--- START Extract provided ---
# Using Resin in Plastic Kit Hulls



## miguelito (Nov 15, 2007)

I'm relatively new to ship modelling and recently purchased a book that suggests using epoxy or urethane resin to fill the hull before completion of the decks and superstructure. Purportedly this adds structural integrity to the model, and the added weight just makes it feel solid and more substantial. Has anyone tried this? What type of resin did you use? Know any sources for inexpensive products? (Most of the resins I'm familiar with only come in gallon sizes and cost between $80-$150US and the hull I'm thinking of filling, N/S Savannah, is only a $15 kit.) Some epoxy resins I've used in other applications generate fair amounts of heat while curing: won't they warp the hull? Anyone ever use anything else to do this like plaster for example?


----------



## AncientBrit (Oct 6, 2007)

Hola miguelito, The $15 price tag would have me believe that yours is a plastic kit of the Savannah. If I am right, please ignore the advice given in that book.
--- END Extract provided ---
◆ Task set:
**A.** In the rows below, could you write out again everything from the line with "Trace the outline of every instance of the tree" to the line with "163 96 L 177", requests included, but multiply each viewBox value and path coordinate in the answers by 2.3 and round to whole numbers, halves up? Leave the request wording and its format samples unchanged.
**B.** Carry on the forum thread about filling plastic kit hulls with resin, picking up right after its last sentence.
--- START Supplied material ---
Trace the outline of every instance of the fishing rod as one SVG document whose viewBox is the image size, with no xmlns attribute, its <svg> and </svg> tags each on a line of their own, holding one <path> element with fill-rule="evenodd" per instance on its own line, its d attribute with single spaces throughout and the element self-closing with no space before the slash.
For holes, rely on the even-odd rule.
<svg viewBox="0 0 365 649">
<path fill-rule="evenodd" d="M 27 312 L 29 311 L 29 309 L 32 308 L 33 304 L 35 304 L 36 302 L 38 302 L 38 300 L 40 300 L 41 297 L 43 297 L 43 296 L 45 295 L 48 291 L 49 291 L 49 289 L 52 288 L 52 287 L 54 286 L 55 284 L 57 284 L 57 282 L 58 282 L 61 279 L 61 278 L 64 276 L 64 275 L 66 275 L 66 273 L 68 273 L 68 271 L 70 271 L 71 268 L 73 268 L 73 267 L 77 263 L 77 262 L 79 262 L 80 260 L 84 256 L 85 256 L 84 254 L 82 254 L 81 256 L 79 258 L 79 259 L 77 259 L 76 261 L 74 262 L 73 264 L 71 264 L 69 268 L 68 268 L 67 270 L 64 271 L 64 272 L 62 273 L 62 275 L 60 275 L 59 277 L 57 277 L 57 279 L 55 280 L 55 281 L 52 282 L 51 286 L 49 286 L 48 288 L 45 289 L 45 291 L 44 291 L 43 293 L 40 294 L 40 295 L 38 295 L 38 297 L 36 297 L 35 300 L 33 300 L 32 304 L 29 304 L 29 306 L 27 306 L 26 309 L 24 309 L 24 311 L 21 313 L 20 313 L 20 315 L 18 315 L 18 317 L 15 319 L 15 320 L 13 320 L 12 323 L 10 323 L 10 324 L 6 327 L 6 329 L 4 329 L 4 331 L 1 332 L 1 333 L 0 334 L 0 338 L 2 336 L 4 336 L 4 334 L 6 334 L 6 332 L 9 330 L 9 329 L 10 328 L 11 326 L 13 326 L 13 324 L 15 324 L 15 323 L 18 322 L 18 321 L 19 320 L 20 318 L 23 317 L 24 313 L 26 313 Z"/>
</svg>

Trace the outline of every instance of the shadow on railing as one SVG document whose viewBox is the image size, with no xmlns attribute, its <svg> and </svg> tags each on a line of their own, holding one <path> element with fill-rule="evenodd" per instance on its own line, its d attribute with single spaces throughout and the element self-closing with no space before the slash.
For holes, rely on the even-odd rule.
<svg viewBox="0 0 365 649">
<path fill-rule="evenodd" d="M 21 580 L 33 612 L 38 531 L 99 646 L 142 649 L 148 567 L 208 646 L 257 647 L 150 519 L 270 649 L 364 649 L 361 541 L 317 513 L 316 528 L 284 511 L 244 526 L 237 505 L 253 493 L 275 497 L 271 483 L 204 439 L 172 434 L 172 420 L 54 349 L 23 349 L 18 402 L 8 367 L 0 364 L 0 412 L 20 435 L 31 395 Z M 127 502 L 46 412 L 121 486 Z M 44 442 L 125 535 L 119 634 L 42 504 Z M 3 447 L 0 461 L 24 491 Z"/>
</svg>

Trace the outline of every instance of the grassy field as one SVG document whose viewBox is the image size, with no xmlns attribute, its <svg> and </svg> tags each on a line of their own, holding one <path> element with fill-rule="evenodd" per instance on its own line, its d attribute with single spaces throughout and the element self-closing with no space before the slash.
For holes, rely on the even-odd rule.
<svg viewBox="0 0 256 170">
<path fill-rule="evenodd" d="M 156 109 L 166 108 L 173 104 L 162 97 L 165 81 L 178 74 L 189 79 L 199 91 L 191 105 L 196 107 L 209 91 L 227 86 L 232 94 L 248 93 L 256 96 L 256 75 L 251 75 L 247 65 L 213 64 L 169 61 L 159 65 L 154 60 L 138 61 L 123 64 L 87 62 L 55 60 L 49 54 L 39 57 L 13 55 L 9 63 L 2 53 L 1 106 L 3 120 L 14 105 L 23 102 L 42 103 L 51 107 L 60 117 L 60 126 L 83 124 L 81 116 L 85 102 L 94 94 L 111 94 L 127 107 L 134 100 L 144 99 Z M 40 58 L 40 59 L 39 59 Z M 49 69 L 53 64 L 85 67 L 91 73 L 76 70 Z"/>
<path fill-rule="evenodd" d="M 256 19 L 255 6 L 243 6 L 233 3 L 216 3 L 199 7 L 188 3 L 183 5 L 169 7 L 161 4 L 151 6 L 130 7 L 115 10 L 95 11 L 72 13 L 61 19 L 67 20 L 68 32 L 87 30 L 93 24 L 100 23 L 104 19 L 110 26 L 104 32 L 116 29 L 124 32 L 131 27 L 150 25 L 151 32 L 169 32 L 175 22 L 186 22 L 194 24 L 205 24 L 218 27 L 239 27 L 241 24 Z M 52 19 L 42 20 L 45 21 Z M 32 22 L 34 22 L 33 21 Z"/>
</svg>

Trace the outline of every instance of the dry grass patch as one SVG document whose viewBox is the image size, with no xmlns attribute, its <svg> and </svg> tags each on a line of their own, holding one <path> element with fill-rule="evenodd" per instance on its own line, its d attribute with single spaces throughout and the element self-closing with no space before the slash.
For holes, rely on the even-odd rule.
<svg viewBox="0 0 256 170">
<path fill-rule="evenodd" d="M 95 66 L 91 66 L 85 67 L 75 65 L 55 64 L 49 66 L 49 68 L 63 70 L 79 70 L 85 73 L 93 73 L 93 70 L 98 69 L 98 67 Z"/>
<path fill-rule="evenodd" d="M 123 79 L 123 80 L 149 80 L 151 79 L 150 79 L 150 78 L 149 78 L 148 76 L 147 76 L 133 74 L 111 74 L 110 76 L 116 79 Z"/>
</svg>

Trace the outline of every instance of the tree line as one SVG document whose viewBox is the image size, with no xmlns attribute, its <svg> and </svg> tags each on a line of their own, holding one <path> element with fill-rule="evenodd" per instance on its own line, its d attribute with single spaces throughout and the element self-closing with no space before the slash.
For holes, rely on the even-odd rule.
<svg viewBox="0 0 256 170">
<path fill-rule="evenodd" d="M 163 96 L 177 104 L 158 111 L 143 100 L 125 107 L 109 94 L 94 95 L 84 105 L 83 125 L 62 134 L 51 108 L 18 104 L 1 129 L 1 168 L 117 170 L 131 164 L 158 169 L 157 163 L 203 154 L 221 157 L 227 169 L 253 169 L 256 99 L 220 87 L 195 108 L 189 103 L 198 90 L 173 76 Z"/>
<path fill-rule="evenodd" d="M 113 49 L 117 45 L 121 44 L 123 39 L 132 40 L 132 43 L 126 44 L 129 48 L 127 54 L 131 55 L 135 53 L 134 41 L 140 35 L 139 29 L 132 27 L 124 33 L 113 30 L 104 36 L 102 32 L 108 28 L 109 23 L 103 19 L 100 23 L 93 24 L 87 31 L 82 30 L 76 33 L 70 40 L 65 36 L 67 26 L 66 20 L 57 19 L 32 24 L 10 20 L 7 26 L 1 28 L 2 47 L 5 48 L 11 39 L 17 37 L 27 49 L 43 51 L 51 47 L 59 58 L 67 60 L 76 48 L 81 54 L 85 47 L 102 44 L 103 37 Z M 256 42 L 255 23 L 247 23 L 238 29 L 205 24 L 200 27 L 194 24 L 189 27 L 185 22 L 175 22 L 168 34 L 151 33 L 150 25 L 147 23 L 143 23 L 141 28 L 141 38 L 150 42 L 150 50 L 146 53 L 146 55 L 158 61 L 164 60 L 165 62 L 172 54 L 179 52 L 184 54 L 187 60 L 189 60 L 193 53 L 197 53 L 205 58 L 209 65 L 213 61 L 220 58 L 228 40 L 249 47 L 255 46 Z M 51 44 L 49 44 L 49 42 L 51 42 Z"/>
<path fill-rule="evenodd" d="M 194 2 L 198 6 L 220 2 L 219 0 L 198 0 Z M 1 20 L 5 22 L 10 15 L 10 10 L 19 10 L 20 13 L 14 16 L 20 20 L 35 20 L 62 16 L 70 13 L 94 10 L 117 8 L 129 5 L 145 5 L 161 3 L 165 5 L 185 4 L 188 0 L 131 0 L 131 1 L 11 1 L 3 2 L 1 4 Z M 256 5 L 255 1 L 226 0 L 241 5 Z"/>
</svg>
--- END Supplied material ---
◆ Answers in order:
**A.**
Trace the outline of every instance of the tree line as one SVG document whose viewBox is the image size, with no xmlns attribute, its <svg> and </svg> tags each on a line of their own, holding one <path> element with fill-rule="evenodd" per instance on its own line, its d attribute with single spaces throughout and the element self-closing with no space before the slash.
For holes, rely on the even-odd rule.
<svg viewBox="0 0 589 391">
<path fill-rule="evenodd" d="M 375 221 L 407 239 L 363 255 L 329 230 L 288 246 L 251 216 L 216 219 L 193 242 L 191 288 L 143 308 L 117 248 L 41 239 L 2 297 L 2 386 L 269 391 L 301 377 L 363 389 L 361 375 L 467 354 L 508 361 L 522 389 L 582 389 L 589 228 L 506 200 L 449 248 L 435 237 L 455 207 L 398 175 Z"/>

**B.**
The advice is for larger models that are actually using fiber glass hulls to start with.
Bob


----------



## 6639 (Apr 20, 2006)

hi, Miguelito, if you use any type of polyester resin ( i.e. those made for glass reinforced plastic, fibre glass resin ) you will melt the plastic of your kit. polyester and extruded plastics just dont mix at all. 

for strengthening your kit hull you would be best to add internal bulkheads or beams made from the similar "abs" type plastics sold in most model shops by the sheet, approximately A4 size and in different thicknesses ranging from .001 to .25 of an inch., and these can be glued into your hull using the same glue used to construct your model kit. cheers,neil.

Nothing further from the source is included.